Work request:
Retype each entry exactly.

Data excerpts:
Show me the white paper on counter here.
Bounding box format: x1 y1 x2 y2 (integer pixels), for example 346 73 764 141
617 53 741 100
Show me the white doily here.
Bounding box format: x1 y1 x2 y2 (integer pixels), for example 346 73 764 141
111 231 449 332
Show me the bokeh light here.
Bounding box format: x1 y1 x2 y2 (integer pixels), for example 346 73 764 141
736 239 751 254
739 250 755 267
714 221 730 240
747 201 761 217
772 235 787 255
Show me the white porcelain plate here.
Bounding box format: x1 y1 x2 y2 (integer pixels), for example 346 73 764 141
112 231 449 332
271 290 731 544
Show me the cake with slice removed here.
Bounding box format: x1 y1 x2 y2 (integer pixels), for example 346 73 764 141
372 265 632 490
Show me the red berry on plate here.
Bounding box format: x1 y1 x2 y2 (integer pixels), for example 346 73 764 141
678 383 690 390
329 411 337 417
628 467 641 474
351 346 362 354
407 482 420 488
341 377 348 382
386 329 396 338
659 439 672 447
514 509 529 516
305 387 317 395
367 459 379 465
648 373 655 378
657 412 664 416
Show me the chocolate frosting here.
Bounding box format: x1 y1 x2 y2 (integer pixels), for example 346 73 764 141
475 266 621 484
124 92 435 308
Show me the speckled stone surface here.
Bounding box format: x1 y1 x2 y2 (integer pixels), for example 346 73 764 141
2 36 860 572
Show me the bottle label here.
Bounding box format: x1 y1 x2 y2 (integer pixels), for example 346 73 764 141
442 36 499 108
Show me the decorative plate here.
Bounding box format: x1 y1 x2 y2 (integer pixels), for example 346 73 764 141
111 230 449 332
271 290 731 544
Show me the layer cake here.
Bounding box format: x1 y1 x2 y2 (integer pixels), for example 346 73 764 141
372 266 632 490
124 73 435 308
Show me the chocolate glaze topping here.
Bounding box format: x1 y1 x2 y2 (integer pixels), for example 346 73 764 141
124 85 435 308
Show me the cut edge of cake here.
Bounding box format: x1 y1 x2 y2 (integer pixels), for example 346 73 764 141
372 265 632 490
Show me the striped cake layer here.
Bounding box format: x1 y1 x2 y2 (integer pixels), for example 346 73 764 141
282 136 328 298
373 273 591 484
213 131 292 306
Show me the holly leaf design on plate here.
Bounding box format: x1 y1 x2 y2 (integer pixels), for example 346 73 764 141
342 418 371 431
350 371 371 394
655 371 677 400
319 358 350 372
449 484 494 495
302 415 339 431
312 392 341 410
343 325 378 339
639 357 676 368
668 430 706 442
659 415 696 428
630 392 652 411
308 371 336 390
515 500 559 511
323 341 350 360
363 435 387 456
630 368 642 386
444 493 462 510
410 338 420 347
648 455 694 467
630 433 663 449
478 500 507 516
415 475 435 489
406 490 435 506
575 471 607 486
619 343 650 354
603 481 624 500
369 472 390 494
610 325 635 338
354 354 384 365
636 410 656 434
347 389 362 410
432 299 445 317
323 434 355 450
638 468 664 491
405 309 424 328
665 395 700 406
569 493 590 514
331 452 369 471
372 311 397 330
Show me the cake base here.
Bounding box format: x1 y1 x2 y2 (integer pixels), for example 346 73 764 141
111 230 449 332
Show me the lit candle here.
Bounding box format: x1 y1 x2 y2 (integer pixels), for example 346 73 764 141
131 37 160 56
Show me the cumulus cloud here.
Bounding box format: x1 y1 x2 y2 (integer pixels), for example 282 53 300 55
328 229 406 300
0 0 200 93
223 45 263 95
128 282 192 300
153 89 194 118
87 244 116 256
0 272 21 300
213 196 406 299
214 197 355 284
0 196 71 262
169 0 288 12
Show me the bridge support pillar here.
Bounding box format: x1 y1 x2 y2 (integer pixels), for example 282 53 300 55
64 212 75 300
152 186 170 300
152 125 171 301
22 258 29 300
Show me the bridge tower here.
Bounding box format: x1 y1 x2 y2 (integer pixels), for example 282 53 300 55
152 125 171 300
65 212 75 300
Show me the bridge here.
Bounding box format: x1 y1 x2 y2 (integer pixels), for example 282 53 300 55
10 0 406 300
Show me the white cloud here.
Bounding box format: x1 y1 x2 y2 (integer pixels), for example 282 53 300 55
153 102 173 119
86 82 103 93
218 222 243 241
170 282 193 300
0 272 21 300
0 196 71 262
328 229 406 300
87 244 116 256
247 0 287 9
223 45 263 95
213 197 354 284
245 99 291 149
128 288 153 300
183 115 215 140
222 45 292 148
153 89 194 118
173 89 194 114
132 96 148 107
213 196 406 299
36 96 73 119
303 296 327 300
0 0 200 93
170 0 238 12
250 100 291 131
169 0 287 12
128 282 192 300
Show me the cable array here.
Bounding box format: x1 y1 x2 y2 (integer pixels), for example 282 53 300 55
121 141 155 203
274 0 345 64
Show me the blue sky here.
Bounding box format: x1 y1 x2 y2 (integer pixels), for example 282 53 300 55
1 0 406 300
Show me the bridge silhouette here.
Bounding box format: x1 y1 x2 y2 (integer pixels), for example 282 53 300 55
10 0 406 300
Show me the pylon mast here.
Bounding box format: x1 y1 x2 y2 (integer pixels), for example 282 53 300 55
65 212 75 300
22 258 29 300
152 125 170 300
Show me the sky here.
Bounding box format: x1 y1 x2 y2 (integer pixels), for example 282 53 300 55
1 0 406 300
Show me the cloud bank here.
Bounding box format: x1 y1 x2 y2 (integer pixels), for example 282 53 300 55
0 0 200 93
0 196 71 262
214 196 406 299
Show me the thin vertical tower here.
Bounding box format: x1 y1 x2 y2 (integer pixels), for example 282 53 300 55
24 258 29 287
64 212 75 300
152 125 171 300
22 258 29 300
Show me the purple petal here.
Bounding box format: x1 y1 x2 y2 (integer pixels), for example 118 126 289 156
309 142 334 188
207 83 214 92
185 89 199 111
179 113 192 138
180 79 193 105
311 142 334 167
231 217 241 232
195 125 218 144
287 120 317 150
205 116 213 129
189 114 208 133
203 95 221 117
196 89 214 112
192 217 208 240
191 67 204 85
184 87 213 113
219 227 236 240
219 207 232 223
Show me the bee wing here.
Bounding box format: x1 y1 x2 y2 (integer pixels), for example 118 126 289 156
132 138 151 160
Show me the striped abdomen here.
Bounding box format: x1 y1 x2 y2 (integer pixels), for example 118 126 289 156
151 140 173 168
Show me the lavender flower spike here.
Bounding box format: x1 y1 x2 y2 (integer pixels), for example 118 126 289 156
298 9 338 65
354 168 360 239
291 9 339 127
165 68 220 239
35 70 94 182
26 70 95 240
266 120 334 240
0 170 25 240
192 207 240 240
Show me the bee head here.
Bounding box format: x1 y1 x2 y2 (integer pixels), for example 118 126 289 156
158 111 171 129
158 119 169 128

Solution:
Show me the white paper on counter here.
Bounding box format: x1 y1 x2 y2 (integer pixels), for example 346 73 764 141
617 53 741 100
Show me the white doily here.
Bounding box format: x1 y1 x2 y2 (integer pixels), for example 346 73 764 141
111 231 449 332
Show me the bokeh light here.
Bounding box format: x1 y1 x2 y2 (integer pixels), for example 346 73 764 141
736 239 751 254
739 250 755 267
714 221 730 240
747 201 761 217
772 235 787 255
Show me the white porcelain plate here.
Bounding box format: x1 y1 x2 y2 (integer pixels), for example 346 73 764 141
112 231 449 332
271 290 731 544
Show me the cake with slice removed here.
Bounding box format: x1 y1 x2 y2 (integer pixels), for example 346 73 764 141
372 265 632 490
Show me the red berry on plate here.
Bounding box format: x1 y1 x2 y2 (integer pixels), for example 346 73 764 141
678 383 690 390
329 411 337 417
628 467 641 474
351 346 362 354
407 482 420 488
341 377 348 382
386 329 396 338
659 439 672 447
514 509 529 516
305 387 317 395
367 459 379 465
648 373 655 378
657 412 664 416
Show me the chocolate frosting here.
Bounding box format: x1 y1 x2 y2 (integer pixels), for example 346 73 764 141
475 266 621 484
124 92 435 308
Show me the speckled stone surface here.
Bounding box format: x1 y1 x2 y2 (integer pixels), for example 346 73 764 141
2 36 860 572
Show me the bottle label here.
Bounding box format: x1 y1 x2 y2 (integer pixels), for example 346 73 764 141
442 36 499 108
Show me the decorative plate here.
Bounding box format: x1 y1 x2 y2 (integer pixels), for example 346 73 764 141
111 230 449 332
271 290 731 544
Show me the layer cake here.
Bounding box format: x1 y1 x2 y2 (integer pixels), for example 346 73 764 141
372 266 632 490
124 73 435 308
Show me the chocolate glaze topping here.
Bounding box format: x1 y1 x2 y2 (integer pixels), for example 346 73 764 141
124 85 435 308
Show me the cut edge of cake here.
Bounding box format: x1 y1 x2 y2 (integer pixels), for example 346 73 764 141
372 265 632 490
Show me the striped cake layer here.
Bounding box format: x1 y1 x2 y2 (integer pixels), for example 346 73 764 141
282 136 328 298
373 273 591 484
213 131 292 306
Show me the holly leaf design on plate here.
Bounding box format: x1 y1 x2 y2 (integer pixels), for example 346 73 764 141
342 418 371 431
350 371 371 394
655 371 677 400
319 358 350 372
449 484 494 495
302 415 339 431
312 392 341 410
343 325 378 339
639 357 676 368
668 430 706 442
659 415 696 428
630 392 652 411
308 371 336 390
515 500 559 511
323 341 350 360
363 435 387 456
630 368 642 386
444 493 462 510
410 338 420 347
648 455 694 467
630 433 663 449
478 500 507 516
415 475 435 489
406 490 435 506
575 471 607 486
619 343 650 354
603 481 624 500
369 472 390 494
610 325 635 338
354 354 384 365
636 410 656 434
347 389 362 410
432 299 445 317
323 434 355 450
638 468 664 491
405 309 424 328
665 395 700 406
569 493 590 514
331 452 369 471
372 311 397 330
Show me the cake base here.
Bounding box format: x1 y1 x2 y2 (integer pixels), for example 346 73 764 141
111 230 449 332
Show me the lit candle here.
Bounding box format: x1 y1 x2 y2 (integer pixels), for example 346 73 764 141
131 37 160 56
Show me the cumulus cloud here.
Bounding box format: x1 y1 x2 y2 (integer pixels), for example 282 53 300 55
328 229 406 300
0 0 200 93
223 45 263 95
128 282 192 300
153 89 194 118
87 244 116 256
0 272 21 300
213 196 406 299
214 197 355 284
0 196 71 262
169 0 288 12
Show me the bridge support pillar here.
Bounding box format: x1 y1 x2 y2 (integer pixels), for example 282 53 300 55
64 212 75 300
152 186 170 300
152 125 171 301
22 258 29 300
Show me the bridge tower here.
Bounding box format: x1 y1 x2 y2 (integer pixels), for example 282 53 300 55
152 125 171 300
65 212 75 300
Show me the bridge here.
Bounding box format: x1 y1 x2 y2 (integer pixels), for example 282 53 300 55
10 0 406 300
Show me the white cloud here.
Bounding box format: x1 y1 x2 y2 (integer pixels), for example 282 53 300 55
153 102 173 119
86 82 103 93
218 222 243 241
170 282 193 300
0 272 21 300
0 196 71 262
328 229 406 300
87 244 116 256
247 0 287 9
223 45 263 95
213 197 354 284
245 99 291 149
128 288 153 300
183 115 215 140
222 45 292 148
153 89 194 118
173 89 194 114
132 96 148 107
213 196 406 299
36 96 73 119
303 296 327 300
0 0 200 93
170 0 238 12
250 100 291 131
169 0 287 12
128 282 192 300
Show me the cable array here.
Bounding box format: x1 y1 x2 y2 (integer pixels), for example 282 53 300 55
121 141 155 203
274 0 345 64
Show me the blue sky here.
Bounding box format: x1 y1 x2 y2 (integer pixels), for example 282 53 300 55
1 0 406 300
Show me the bridge silhouette here.
Bounding box format: x1 y1 x2 y2 (integer pixels), for example 282 53 300 55
10 0 406 300
Show me the pylon mast here.
Bounding box format: x1 y1 x2 y2 (integer pixels), for example 282 53 300 55
65 212 75 300
22 258 29 300
152 125 170 300
Show me the sky here.
Bounding box format: x1 y1 x2 y2 (integer pixels), for example 282 53 300 55
1 0 406 300
Show me the cloud bank here.
Bounding box format: x1 y1 x2 y2 (integer pixels), for example 282 53 300 55
0 0 200 93
0 196 71 262
214 196 406 299
Show me the thin vertical tower here.
Bounding box format: x1 y1 x2 y2 (integer pixels), for example 282 53 300 55
24 258 29 287
64 212 75 300
152 125 171 300
22 258 29 300
Show me the purple petal here.
Bounding box format: x1 y1 x2 y2 (integer pixels), for example 118 126 289 156
309 142 334 188
207 83 214 92
185 89 199 111
179 113 192 138
180 79 193 105
311 142 334 167
231 217 241 232
195 125 218 144
287 120 317 150
205 116 213 129
189 114 208 133
203 95 221 117
196 89 214 112
192 217 208 240
191 67 204 85
184 87 213 113
219 227 236 240
219 207 232 223
Show me the bee wing here.
Bounding box format: x1 y1 x2 y2 (integer pixels), for example 118 126 289 156
132 138 151 160
Show me the striped abdomen here.
Bounding box format: x1 y1 x2 y2 (integer pixels), for example 118 126 289 156
151 140 173 168
Show me the lavender flower spike here.
Bounding box format: x1 y1 x2 y2 (integer pixels), for example 118 126 289 156
298 9 338 65
354 168 360 239
291 9 339 127
165 68 220 239
35 70 94 182
26 70 95 240
266 120 334 240
0 170 25 240
192 207 240 240
Show me the bee head here.
Bounding box format: x1 y1 x2 y2 (integer pixels), for example 118 126 289 156
158 111 171 129
158 119 169 128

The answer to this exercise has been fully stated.